Emsal Mahkeme Kararı Bakırköy 6. Asliye Ticaret Mahkemesi 2019/203 E. 2020/189 K. 26.02.2020 T.

Görüntülediğiniz mahkeme kararı kesinleşmiş bir karardır.

T.C. BAKIRKÖY 6. ASLİYE TİCARET MAHKEMESİ

ESAS NO : 2019/203 Esas
KARAR NO : 2020/189

DAVA : Tazminat (Ölüm Ve Cismani Zarar Sebebiyle Açılan Tazminat)
DAVA TARİHİ : 03/11/2015
KARAR TARİHİ : 26/02/2020
KARARIN YAZILMA TARİHİ: 27/02/2020

Mahkememizde görülmekte olan Tazminat (Ölüm Ve Cismani Zarar Sebebiyle Açılan Tazminat) davasının yapılan açık yargılaması sonunda,
GEREĞİ DÜŞÜNÜLDÜ:
DAVA
Davacı vekili tarafından sunulan 03/11/2015 tarihli dava dilekçesinde ÖZETLE; 22/09/2015 tarihinde davacı ……..’ ın sürücüsü olduğu akülü sakat aracına; Davalı ……..’nın sürücüsü, ……..’nın maliki, Davalı …….. Sigorta A.Ş.’nin ise Trafik ve Kasko Sigortası olduğu …….. plakalı aracın çarpması sonucu davacının yaralandığı ve aracında maddi hasar meydana geldiğini, 25.000,00 TL Manevi, 5.000,00 TL maddi tazminatın davalılardan müştereken ve müteseisilen dava tarihinden itibaren faizi ile birlikte tahsiline, (3 davalı yönünden limitler dahilinde) yargılama giderleri ve vekalet ücretinin davalılara tahmiline karar verilmesi talep ve dava etmiştir.
CEVAP
Davalı…….. vekili cevap dilekçesinde özetle; Dava dilekçesinde belirtilen hususlar gerçeği yansıtmadığını, kazanın oluş şekli itibarıyla doğrudan müvekkilinin kusurlu olarak göstermesi ve buna göre de tazminat talep etmesi kabul edilemeyeceğini, davacının talep ettiği manevi tazminat miktarının da fahiş olduğunu, dava konusu olaylar nedeniyle 25.000 TL tazminatın talep etmek, manevi tazminatı zenginleşme amacı olarak görüldüğünü gösterdiğini, bu miktarda bir manevi tazminat davalının tazminat yolu ile
¸e-imzalıdır ¸e-imzalıdır

zenginleşmesine sebep olacağını, davacıya ait akülü araba, davacının yakını olan bir kimse tarafından arkadan yönlendirildiğini, bu kişiler yol kenarındaki kalabalık ile birlikte beklediklerini, müvekkiline ait araç tam oradan geçeceği anda davacının akülü arabasını arkadan elleriyle yönlendiren kişinin davacının müvekkilinin aracı önüne aniden atarcasına, hatta ancak kasıtla yapılabilecek izlenimi veren bir hareketle ittirildiğini, yine aynı sebeple fren sonrası aracın hemen durduğunu, davacınında hiç bir cismani zarar meydana gelmediği gibi arabasında hafif bir zarar mevcu olduğunu, iddia edildiği gibi metrelerce bir sürüklenme ya da fren izi dahi mevcut olmadığını bu nedenlerle davanın reddini talep etmiştir.

• _Verilen Bilgiler_
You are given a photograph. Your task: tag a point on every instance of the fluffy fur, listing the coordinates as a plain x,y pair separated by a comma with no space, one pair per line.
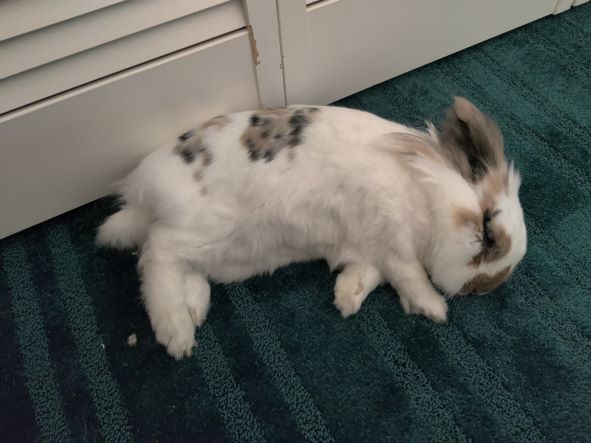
253,191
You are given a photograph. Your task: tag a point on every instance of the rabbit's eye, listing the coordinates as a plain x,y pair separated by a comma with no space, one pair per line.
488,235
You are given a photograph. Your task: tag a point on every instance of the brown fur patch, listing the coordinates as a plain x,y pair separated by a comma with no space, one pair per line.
191,148
496,243
496,251
271,131
217,122
485,283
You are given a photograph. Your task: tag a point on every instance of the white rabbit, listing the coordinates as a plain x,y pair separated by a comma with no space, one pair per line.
249,192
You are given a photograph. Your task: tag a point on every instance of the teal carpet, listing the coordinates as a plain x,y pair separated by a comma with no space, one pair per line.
276,362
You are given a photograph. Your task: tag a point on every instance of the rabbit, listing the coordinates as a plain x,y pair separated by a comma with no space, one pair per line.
250,192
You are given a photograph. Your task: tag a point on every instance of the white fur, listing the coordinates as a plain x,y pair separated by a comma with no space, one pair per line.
342,197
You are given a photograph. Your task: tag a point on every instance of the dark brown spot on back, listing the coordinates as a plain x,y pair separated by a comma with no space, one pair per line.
192,148
217,122
271,131
482,283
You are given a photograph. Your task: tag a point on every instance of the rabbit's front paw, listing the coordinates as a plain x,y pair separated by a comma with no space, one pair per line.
432,306
175,330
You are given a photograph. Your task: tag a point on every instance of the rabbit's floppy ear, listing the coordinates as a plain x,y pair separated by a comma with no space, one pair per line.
471,141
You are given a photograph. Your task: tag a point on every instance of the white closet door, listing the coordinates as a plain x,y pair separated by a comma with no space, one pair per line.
333,48
67,150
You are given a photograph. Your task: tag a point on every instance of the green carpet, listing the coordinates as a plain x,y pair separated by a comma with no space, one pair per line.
276,362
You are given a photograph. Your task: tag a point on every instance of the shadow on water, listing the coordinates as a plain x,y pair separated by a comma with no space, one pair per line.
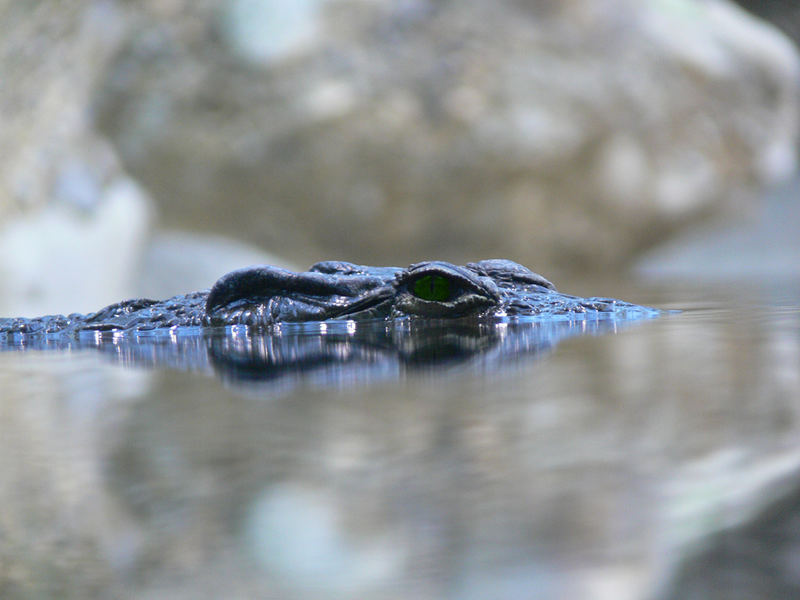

• _Çözülecek Sorular_
a) Mahkeme kararına göre aşağıdaki soruları cevaplayın:
(i) Dava hangi tarihte açılmıştır?
(ii) Davacı ne kadar manevi tazminat talep etmiştir?
(iii) Kararın yazılma tarihi nedir?
b) Mahkeme kararında davalı vekili, talep edilen manevi tazminat miktarını neden fahiş bulmaktadır? Bir ile üç cümle arasında açıklayın.
c) Mahkeme kararını son gösterilen cümleden sonrasıyla sürdürün.
Kayıtlar, mahkeme kararından ayrı bir malzemedir.

• _Cevaplar_
a)
(i) 03/11/2015
(ii) 25.000,00 TL
(iii) 27/02/2020

b) Davalı vekiline göre 25.000 TL manevi tazminat talep edilmesi, manevi tazminatın bir zenginleşme amacı olarak görüldüğünü göstermektedir. Bu nedenle o miktarda bir tazminat, tazminat yoluyla zenginleşmeye sebep olacaktır.

c)
Davalı …….. vekili cevap dilekçesinde özetle; Trafik kazası tespit tutanağında görüleceği üzere kazanın kuru zemini haiz yaya geçidinnin bulunmadığı yolda meydana gelmediğini, 50 cm eninde yaya kaldırımın bulunduğu yolda tekerlekli sandalye inişine yarayacak bir rampa olmadığını, müvekkiline ait aracın istikameti doğru olup kaza sonrası konumu da kaza anındaki gibi olduğunu, kaza sonrasında, bir cm dahi fren izine yahut sürata dair başkaca emareye rastlanılmadığını, kazanın meydana geldiği yer, ana cadde üzeri olup mezkûr yerde kaza yerini doğrudan görebilecek MOBESE kameraları mevcut olduğunu, kazanın, sıkışık ve durağan trafikte müvekkilinin kullandığı aracın sağ bitişiğinden davacının bir anda ve tam kusurlu şekilde önüne çıkmasıyla vuku bulduğunu, ortepedik özürlü olduğu akülü araç kullanmakta olan, bekçilik de yapabilen davacının savcılık ifadesinde müvekkile hitaben “canıma kastetmiştir” beyanı, işbu davayı neden ikame ettiğine dair bir göstergesi olduğunu, davacının hayatında ilk kez gördüğü bir şahsa böyle bir isnatta bulunmasının akla ve ahlâka münasip bir tarafı olmadığını, olayın dava dilekçesinde bahsedildiği gibi vuku bulsaydı davacının en az 3-5 kemiğinin çatlamış ya da kırılmış olması, vücudunun muhtelif yerlerinde kanama ve lezyonların oluşması bekleneceğini, davacının, ortepedik özürlü olduğunu beyan ettiğini, engeli bulunan insanların yaralanması, engeli bulunmayan insanların yaralanmalarına nazaran daha ağır ve daha çabuk gerçekleşeceğini, hayatın mutat akışı, bunu gerektiğini, raporlardan da anlaşıldığı üzere davacının sıhhati haleldar olmamış, ayakta tedavi ile taburcu edildiğini, bu nedenlerle davanın reddini talep etmiştir.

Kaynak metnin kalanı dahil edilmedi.